● **Goal of the exercise**
Locate each line in the entries below that contains the word "pumpkin", and copy those lines out. Case counts.
##########
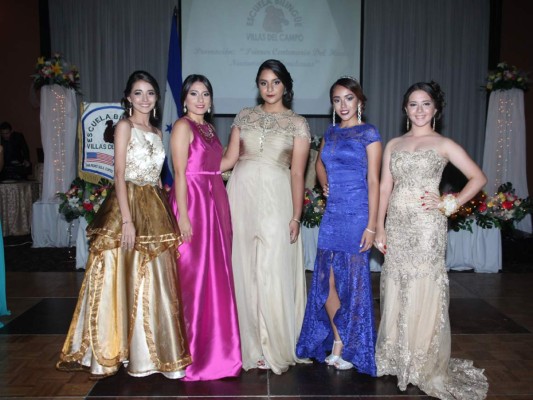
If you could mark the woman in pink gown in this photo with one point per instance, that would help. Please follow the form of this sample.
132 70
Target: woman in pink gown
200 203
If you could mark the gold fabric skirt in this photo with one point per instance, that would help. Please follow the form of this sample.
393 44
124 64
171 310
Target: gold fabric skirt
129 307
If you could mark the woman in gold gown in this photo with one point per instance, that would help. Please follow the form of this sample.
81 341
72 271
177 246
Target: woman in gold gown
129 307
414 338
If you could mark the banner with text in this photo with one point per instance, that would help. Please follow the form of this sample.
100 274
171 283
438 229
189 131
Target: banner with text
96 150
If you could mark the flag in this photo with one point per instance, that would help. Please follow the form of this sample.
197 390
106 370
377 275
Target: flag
##########
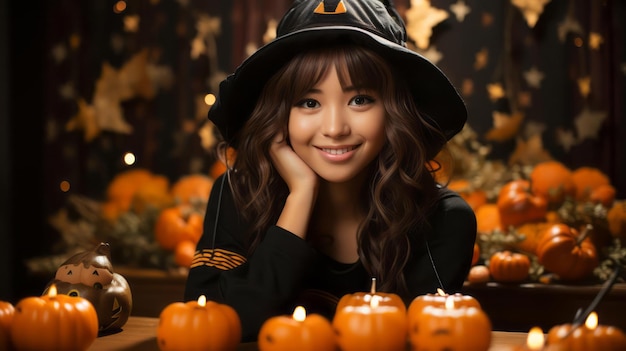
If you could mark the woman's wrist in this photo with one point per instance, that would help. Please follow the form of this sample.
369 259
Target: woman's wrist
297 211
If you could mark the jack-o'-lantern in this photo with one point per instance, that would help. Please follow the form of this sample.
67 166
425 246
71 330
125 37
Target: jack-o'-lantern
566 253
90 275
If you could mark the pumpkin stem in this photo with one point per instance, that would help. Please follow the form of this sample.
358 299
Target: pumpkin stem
##########
● **Problem solution**
If you could mark the pumpkin stem in this photo with one point per instance, that would help. Please follow the form of this sample.
Target: pumpkin stem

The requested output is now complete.